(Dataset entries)
^^^^
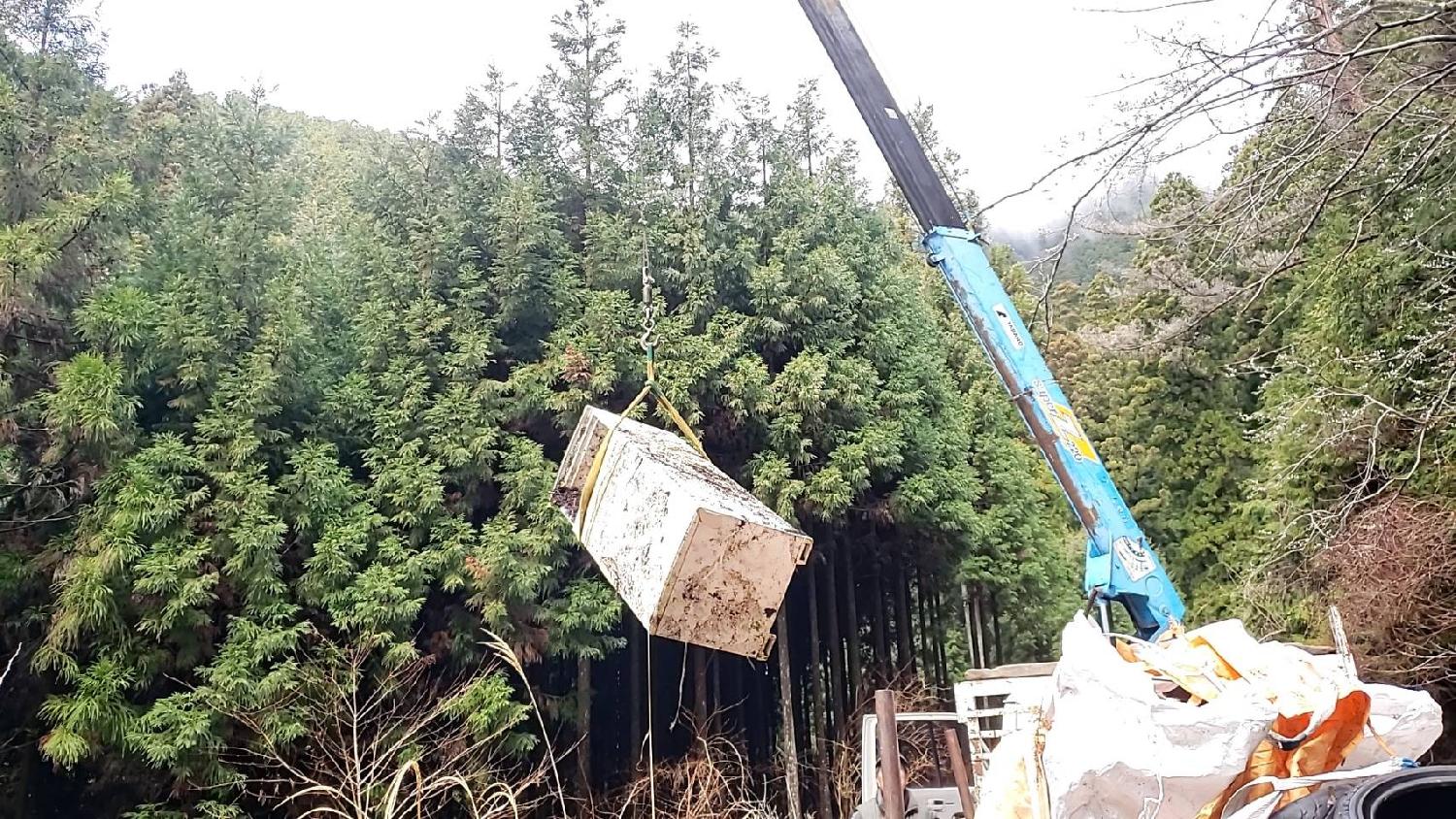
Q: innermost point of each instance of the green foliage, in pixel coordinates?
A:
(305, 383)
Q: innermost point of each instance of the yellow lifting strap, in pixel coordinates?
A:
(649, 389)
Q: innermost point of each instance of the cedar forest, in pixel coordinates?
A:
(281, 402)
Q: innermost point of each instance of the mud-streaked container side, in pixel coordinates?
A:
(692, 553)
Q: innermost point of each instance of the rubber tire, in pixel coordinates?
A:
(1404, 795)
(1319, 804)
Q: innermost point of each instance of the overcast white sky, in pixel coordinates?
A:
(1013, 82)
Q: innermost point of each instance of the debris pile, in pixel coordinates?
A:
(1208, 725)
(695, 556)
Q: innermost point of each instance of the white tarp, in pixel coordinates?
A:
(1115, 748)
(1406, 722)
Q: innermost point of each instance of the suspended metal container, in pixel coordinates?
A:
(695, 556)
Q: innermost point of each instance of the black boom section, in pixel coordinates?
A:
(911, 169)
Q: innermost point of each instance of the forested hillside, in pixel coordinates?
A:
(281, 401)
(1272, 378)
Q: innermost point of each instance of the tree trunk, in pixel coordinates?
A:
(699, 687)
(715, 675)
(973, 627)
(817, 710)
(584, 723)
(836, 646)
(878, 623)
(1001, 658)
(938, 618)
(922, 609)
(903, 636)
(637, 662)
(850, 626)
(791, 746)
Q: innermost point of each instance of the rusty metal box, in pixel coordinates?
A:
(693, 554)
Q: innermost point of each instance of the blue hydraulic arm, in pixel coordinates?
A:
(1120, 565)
^^^^
→ **TASK TO COMPLETE**
Out of the entries above, write out only the lines between the line holding "Q: innermost point of each instance of the overcast" and the line holding "Q: innermost point of each instance of the suspended", inclusive, each exactly as given.

→ **EXERCISE SOLUTION**
Q: innermost point of each instance of the overcast white sky, in pixel coordinates?
A:
(1013, 82)
Q: innermost point of each instance of the debris pile, in pixel coordinates?
A:
(1208, 725)
(695, 556)
Q: innermost point of each instance of the white tarp, in pixel coordinates?
A:
(1115, 748)
(1406, 722)
Q: innermost point of each instance of the suspended metal container, in pixel coordinates?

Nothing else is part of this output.